**Instructions to follow**
Output every line of the records below as a Markdown table with the columns "Row" and "Line", numbering the rows and skipping blank lines. Leave the pictures out.

**Supplied information**
[START]

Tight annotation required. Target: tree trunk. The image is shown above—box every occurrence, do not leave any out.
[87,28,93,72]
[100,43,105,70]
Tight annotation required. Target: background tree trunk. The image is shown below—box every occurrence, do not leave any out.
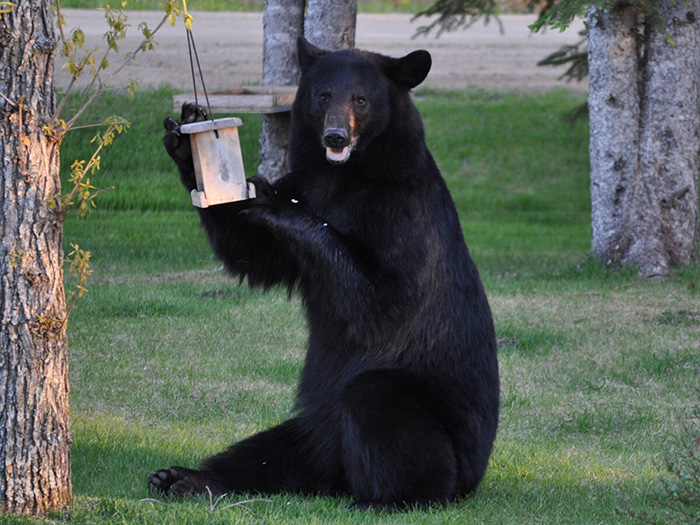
[625,0,700,276]
[304,0,357,51]
[587,6,639,266]
[258,0,304,181]
[588,0,700,277]
[0,0,71,514]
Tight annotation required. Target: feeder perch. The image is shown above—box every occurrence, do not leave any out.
[180,118,255,208]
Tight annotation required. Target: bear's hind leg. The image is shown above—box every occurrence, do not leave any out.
[148,418,340,495]
[342,371,457,510]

[END]

**Complete response**
| Row | Line |
|---|---|
| 1 | Tight annotation required. Target: tree trunk. The image is shown above—box every occurrence, do not leave any out. |
| 2 | [87,28,93,72] |
| 3 | [100,43,105,70] |
| 4 | Tight annotation required. Target: background tree trunk. The image is shown below—box every occurrence, do not leave any out. |
| 5 | [625,0,700,276] |
| 6 | [304,0,357,51] |
| 7 | [587,6,639,266] |
| 8 | [258,0,304,181] |
| 9 | [588,0,700,277] |
| 10 | [0,0,71,514] |
| 11 | Tight annotation required. Target: feeder perch. The image is shown above—box every occurrence, do not leave any out. |
| 12 | [180,118,255,208] |
| 13 | Tight annotation required. Target: bear's hind leg. The image is shown above—box every occurrence, do not leave any out. |
| 14 | [148,418,340,495] |
| 15 | [342,371,457,510] |